===== Extrait du document

La ligne thématique suivie par le présent tome 4 est celle d’un cheminement individuel qui, bien que partant du même point, diffère de la traditionnelle et universelle accession à la sagesse ou à la réussite.
Celui qui marche attentivement avec le Christ se verra fort probablement, un jour ou l’autre, invité à prendre une bifurcation inattendue vers l’« incognito ».
À travers les écrits qui suivent, nous tentons d’expliquer cette excursion vers l’incognito à laquelle Dieu convie celui, celle qui s’est attaché(e) à lui.
Ivsan & Dianitsa Otets
Aux certains
NOUSTROUVONS DANS LESÉVANGILES le texte suivant fort énigmatique :
Ils amenèrent à Jésus l’ânon, sur lequel ils jetèrent leurs vêtements, et Jésus s’assit dessus.
Beaucoup de gens étendirent leurs vêtements sur le chemin, et d’autres des branches qu’ils coupèrent dans les champs. Ceux qui précédaient et ceux qui suivaient Jésus criaient : Hosanna !
Béni soit celui qui vient au nom du Seigneur !
Béni soit le règne qui vient, le règne de David, notre père ! Hosanna dans les lieux très hauts !
Jésus entra à Jérusalem, dans le temple.

==========
===== Fiches extraites

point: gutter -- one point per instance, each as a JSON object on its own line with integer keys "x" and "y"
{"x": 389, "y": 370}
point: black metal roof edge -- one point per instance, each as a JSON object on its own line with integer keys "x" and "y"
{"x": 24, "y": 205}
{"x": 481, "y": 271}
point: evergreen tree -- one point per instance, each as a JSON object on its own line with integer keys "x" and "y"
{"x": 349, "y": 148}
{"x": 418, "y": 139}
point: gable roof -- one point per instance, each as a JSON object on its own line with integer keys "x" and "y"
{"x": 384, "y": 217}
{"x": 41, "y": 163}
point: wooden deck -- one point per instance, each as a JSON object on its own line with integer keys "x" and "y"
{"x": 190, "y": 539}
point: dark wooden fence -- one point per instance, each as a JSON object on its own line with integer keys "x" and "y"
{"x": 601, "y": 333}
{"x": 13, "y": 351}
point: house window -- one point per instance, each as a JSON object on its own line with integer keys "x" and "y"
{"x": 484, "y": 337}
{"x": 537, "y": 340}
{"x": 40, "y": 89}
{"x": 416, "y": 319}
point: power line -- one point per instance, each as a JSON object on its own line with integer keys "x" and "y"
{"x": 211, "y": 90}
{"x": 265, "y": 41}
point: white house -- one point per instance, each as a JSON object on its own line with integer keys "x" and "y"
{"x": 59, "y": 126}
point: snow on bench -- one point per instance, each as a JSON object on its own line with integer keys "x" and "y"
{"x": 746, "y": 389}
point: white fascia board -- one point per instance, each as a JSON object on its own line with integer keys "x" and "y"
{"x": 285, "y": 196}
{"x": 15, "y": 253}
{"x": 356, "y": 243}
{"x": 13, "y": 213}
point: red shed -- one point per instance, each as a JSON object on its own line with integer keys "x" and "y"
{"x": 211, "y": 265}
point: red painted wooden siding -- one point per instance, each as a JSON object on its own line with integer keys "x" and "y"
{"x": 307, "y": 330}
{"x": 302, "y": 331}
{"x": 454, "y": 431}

==========

> _Exercices écrits_:
1: Recopiez tout le passage de l'extrait qui va de « La ligne thématique » jusqu'à « attaché(e) à lui. ».
2: D'après l'extrait, sur quel animal Jésus s'assit-il ?

> _Corrigé des exercices_:
1:
La ligne thématique suivie par le présent tome 4 est celle d’un cheminement individuel qui, bien que partant du même point, diffère de la traditionnelle et universelle accession à la sagesse ou à la réussite.
Celui qui marche attentivement avec le Christ se verra fort probablement, un jour ou l’autre, invité à prendre une bifurcation inattendue vers l’« incognito ».
À travers les écrits qui suivent, nous tentons d’expliquer cette excursion vers l’incognito à laquelle Dieu convie celui, celle qui s’est attaché(e) à lui.

2: Sur l'ânon.